▸ **Stored rows**
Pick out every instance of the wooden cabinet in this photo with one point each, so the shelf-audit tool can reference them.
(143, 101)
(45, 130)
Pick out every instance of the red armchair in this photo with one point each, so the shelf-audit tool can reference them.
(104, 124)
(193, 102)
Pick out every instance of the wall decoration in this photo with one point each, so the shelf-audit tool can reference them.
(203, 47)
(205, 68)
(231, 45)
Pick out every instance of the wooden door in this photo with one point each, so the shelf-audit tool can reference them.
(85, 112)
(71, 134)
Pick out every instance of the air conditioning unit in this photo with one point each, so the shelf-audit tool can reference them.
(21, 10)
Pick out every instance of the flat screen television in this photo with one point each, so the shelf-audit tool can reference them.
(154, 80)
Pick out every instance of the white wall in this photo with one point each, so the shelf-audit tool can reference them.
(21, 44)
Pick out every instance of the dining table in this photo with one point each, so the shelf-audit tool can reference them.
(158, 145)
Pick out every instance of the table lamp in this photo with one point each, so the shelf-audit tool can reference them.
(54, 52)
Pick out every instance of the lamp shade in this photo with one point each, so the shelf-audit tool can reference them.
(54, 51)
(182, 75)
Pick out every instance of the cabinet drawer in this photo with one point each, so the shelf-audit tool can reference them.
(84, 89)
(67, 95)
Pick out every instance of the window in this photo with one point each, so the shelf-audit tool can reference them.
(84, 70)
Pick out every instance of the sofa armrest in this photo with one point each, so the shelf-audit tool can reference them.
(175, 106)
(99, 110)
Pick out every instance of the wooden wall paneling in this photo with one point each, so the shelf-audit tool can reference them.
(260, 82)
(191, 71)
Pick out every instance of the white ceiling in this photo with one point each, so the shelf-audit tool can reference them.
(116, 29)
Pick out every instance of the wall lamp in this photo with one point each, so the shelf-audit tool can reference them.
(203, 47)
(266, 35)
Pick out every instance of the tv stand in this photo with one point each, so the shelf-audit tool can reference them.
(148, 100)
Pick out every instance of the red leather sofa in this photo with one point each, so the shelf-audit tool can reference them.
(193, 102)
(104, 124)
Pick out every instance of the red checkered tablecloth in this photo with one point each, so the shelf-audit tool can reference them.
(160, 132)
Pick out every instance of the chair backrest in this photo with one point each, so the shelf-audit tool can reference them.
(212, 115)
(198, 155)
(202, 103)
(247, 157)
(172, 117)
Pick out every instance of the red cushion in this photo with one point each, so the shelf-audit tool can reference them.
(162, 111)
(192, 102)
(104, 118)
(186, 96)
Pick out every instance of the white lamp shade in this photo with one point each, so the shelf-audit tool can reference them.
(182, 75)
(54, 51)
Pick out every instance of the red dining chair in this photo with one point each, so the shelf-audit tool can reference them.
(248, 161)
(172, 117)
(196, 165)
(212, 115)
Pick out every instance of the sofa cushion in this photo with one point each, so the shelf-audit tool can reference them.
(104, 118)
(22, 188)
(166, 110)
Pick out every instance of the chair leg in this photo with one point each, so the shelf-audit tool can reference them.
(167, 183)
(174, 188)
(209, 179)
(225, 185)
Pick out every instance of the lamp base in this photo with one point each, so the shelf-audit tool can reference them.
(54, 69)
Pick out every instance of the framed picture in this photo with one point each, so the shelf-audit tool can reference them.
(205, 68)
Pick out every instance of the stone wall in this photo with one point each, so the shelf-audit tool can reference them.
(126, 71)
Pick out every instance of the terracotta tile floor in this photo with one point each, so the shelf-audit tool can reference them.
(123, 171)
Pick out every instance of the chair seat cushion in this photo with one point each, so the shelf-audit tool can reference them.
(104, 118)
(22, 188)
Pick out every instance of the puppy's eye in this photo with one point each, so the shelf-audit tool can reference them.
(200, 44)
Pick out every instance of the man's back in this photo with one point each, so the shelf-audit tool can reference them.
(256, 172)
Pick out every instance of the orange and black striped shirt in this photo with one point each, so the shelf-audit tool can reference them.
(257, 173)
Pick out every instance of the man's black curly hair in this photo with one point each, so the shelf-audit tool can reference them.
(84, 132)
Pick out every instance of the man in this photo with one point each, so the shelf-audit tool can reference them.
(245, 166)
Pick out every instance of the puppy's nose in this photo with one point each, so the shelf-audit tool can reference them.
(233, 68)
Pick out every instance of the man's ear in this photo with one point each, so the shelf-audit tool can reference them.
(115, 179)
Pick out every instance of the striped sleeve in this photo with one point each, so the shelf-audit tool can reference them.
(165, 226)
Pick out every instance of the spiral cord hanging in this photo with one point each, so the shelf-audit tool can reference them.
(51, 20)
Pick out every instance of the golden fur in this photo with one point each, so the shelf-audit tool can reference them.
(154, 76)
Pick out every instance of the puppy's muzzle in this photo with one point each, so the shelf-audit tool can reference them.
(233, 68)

▸ **Exercise directions**
Please copy out word for word every line from the one containing "Pick out every instance of the puppy's nose" through the last line of the items above.

▸ **Exercise output**
Pick out every instance of the puppy's nose in this photo with one point each, so the shelf-audit tool can reference them.
(233, 68)
Pick out every instance of the man's ear in this photo with one point each, so the shelf-audit tool can reference them.
(115, 179)
Pick out every instance of the striped sleeve in this photo with one point each, so the shelf-audit tool can reference them.
(165, 226)
Pick out every instance of the spiral cord hanging in this photo with one point each, so the shelf-audit tool can reference them.
(51, 20)
Pick out every instance of the golden fur in this photo with one point each, so the shelf-audit tool can reference them.
(154, 76)
Pick out every instance of the puppy's muzzle in this photo with one point each, so the shelf-audit tool can reference them.
(233, 68)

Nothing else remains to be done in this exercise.